TEXT UNDER STUDY –
Turn any video into text with this simple Bash script
- pk
- Software , Productivity
- September 8, 2025
Table of Contents
I built a simple transcription tool that converts videos to text using OpenAI’s Whisper. Nothing fancy - just a bash script that runs locally.
The script extracts audio from any video file (or processes audio directly), converts it to the right format, and generates a transcript. Perfect for capturing video directions, interviews, voice notes, or any spoken content you need in written form.
This pairs nicely with summarization tools - transcribe first, then feed the text into a summariser. something like what i did in YouSum to get the key points.
It’ll work for client meetings, tutorial videos, and random voice memos. Amusingly, I get a bullet point list of what my concertina teacher tells me to do better - and it handles her Dublin accent flawlessly!
Setup takes two minutes: install Whisper and ffmpeg, make the script executable, and you’re done. The whole thing is 15 lines of bash that just works - and most of that is error handling.
The Script
#!/bin/bash
# pip install openai-whisper
# brew install ffmpeg
# chmod +x video_transcribe.sh
# ./video_transcribe.sh ~/video.mp4
if [ -z "$1" ]; then
echo "Usage: ./video_transcribe.sh file.mp4 or file.mp3"
exit 1
fi
FILE=$1
AUDIO="audio.wav"
# Extract audio if file is video
ffmpeg -i "$FILE" -ar 16000 -ac 1 -f wav "$AUDIO"
# Transcribe
whisper "$AUDIO" --model base --language en
# Clean up
rm "$AUDIO"
Sometimes the simplest solutions are the best.

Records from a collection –
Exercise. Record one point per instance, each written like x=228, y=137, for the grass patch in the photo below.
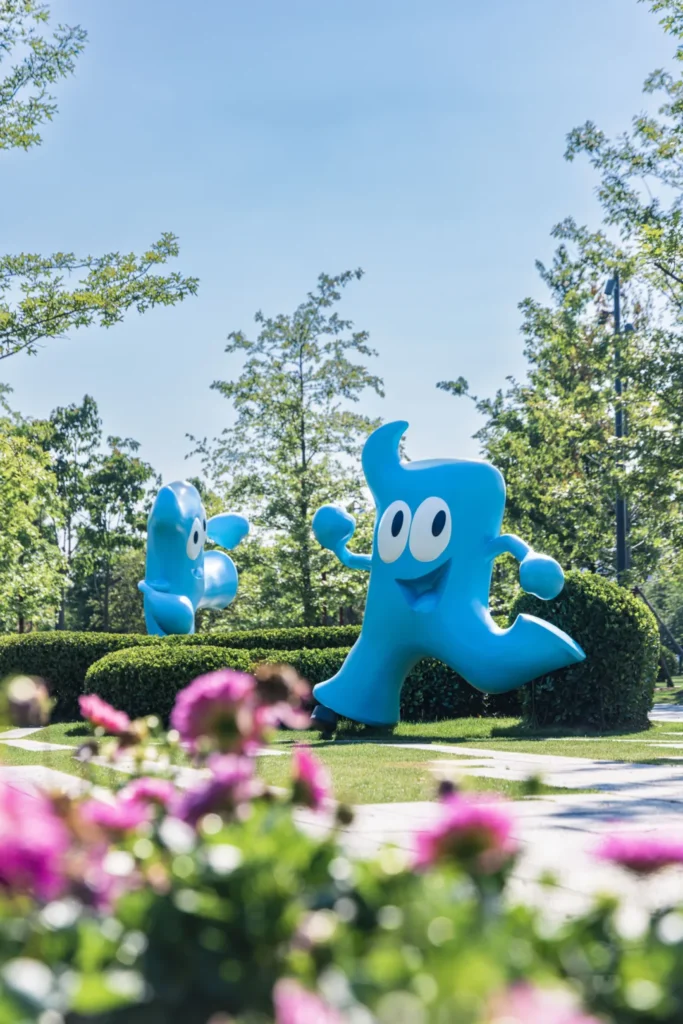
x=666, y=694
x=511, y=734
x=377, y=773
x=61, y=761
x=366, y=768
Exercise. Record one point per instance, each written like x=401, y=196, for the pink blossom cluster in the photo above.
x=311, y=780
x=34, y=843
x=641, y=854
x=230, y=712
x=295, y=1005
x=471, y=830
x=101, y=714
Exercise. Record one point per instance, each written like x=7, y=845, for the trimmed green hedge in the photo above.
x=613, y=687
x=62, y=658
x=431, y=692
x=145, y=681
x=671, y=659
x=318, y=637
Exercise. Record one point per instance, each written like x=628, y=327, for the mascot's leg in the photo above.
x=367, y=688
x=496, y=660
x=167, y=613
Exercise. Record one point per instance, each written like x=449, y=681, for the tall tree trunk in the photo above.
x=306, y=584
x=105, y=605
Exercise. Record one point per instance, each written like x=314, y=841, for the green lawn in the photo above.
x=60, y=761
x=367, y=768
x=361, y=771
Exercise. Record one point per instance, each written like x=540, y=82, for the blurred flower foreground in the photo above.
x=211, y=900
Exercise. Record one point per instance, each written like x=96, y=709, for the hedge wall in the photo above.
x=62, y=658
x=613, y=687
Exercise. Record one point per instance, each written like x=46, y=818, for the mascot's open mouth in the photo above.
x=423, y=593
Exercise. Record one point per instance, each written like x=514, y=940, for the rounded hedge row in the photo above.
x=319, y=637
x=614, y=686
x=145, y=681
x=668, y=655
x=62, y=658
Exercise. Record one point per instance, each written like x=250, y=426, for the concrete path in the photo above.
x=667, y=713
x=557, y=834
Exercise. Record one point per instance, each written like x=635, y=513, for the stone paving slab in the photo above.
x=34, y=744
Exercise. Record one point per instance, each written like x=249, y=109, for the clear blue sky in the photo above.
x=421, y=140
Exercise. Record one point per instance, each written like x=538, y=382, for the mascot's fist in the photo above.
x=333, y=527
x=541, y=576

---

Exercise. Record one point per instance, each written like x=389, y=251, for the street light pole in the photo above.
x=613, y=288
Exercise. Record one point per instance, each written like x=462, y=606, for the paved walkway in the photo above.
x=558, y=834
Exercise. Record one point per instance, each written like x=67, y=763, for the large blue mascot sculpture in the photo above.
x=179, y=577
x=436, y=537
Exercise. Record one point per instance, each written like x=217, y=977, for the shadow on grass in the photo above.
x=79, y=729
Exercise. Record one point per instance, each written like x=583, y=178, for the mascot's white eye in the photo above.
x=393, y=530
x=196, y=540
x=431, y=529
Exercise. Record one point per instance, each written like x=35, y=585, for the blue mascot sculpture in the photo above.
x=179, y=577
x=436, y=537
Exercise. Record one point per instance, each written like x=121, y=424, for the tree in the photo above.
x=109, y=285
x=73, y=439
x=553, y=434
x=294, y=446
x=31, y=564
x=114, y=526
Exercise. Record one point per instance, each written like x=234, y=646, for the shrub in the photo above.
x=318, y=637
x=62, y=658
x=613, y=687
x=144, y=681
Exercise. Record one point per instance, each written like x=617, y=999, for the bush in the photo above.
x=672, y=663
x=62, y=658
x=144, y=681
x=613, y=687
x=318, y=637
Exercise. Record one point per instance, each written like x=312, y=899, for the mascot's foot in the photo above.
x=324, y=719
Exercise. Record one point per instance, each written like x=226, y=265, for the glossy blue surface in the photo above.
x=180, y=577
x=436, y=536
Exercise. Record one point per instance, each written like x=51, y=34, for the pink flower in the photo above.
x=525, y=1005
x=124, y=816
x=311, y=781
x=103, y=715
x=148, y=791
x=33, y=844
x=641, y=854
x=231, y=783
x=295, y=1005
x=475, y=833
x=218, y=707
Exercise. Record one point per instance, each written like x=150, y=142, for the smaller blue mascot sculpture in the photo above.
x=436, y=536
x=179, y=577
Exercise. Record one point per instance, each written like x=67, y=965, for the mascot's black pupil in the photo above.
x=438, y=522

==

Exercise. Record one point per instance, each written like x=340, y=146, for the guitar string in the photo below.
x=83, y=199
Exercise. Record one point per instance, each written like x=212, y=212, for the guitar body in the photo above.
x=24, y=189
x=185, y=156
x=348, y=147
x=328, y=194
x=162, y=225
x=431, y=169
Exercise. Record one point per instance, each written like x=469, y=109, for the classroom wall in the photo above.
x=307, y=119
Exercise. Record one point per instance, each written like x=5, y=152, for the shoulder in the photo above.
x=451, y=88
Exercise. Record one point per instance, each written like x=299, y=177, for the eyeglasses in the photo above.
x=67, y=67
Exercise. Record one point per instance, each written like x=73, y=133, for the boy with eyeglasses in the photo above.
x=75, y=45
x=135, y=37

EXERCISES TO COMPLETE –
- a) Rewrite the part of the text on the Bash transcription script that opens with the words containing "Turn any video" and closes with "Dublin accent flawlessly!", replacing "concertina" with "fiddle".
- b) In the text on the Bash transcription script, which Whisper model does the script call?
- c) List every command given in the commented lines at the top of the script in the text on the Bash transcription script, before the first "if" line.

OUTPUTS IN ORDER –
- a)
Turn any video into text with this simple Bash script
- pk
- Software , Productivity
- September 8, 2025
Table of Contents
I built a simple transcription tool that converts videos to text using OpenAI’s Whisper. Nothing fancy - just a bash script that runs locally.
The script extracts audio from any video file (or processes audio directly), converts it to the right format, and generates a transcript. Perfect for capturing video directions, interviews, voice notes, or any spoken content you need in written form.
This pairs nicely with summarization tools - transcribe first, then feed the text into a summariser. something like what i did in YouSum to get the key points.
It’ll work for client meetings, tutorial videos, and random voice memos. Amusingly, I get a bullet point list of what my fiddle teacher tells me to do better - and it handles her Dublin accent flawlessly!

- b) The base model.

- c)
pip install openai-whisper
brew install ffmpeg
chmod +x video_transcribe.sh
./video_transcribe.sh ~/video.mp4